SELECTION:
"""
“What’s In A Name?” or “Room At The Top—“of the Titanic?”

In a recent interview Tom Petty bashed one of my favorite of his albums http://www.thedesertsun.com/apps/pbcs.dll/article?AID=2006610200386
as reported in the following way…

He’s less enamored with 1999’s “Echo,” which opens with the grim “Room at the
Top,” “one of the most depressing songs in rock history,” Petty says,
grinning. “If anything will make you want to kill yourself …”
He trails off, then adds glumly, “I was in a rough place when I did that

Now, over at Tom Petty’s official messageboard I’m not alone in being puzzled that Tom would describe the song “Room At The Top” as one of the most depressing songs in rock history because it can easily be interpreted as a rousing song of affirmation in the face of adversity that takes stock of what is good at a time that is otherwise bleak. And even if one does not see it that way, Tom flatters himself with his hyperbole in calling his song one of the most depressing songs in rock history! He wishes! I don’t think he has any song that really vies anywhere near that distinction. He is irrepressibly hopeful even in his darkest songs, even against his own intention or awareness. Room At The Top couldn’t be interpreted as a song of affirmation like it is if it was really so depressing.
"""
DATA LISTING:
"""
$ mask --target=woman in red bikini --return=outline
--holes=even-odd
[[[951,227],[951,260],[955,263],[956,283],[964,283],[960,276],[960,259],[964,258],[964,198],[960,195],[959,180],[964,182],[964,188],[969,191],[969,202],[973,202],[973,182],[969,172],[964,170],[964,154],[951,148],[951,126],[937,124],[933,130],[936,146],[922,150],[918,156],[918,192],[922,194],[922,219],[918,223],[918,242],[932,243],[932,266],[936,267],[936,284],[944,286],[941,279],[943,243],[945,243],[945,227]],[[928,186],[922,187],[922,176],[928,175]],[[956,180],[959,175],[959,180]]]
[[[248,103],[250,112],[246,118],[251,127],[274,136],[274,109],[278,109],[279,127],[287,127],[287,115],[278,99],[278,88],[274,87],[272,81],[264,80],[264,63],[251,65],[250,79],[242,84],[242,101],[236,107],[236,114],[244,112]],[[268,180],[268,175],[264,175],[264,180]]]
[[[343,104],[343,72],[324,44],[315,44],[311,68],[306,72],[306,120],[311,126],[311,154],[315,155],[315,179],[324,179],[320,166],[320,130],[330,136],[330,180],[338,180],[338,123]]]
"""
WHAT TO DO: Could you shorten the paragraph in the Tom Petty post that begins "Now, over at Tom Petty's official messageboard" into a brief bulleted list of its main points? The records are separate from the text and have no connection to it.

PROBLEM SOLUTION:
- On Tom Petty's official messageboard, others share the writer's puzzlement at Petty calling "Room At The Top" one of the most depressing songs in rock history.
- The song can easily be read as a rousing affirmation in the face of adversity, taking stock of what is good in an otherwise bleak time.
- Even apart from that reading, calling it one of the most depressing songs in rock history is flattering hyperbole; none of his songs comes near that distinction.
- Petty stays irrepressibly hopeful even in his darkest songs, even against his own intention or awareness.
- If the song were truly that depressing, it couldn't be interpreted as a song of affirmation.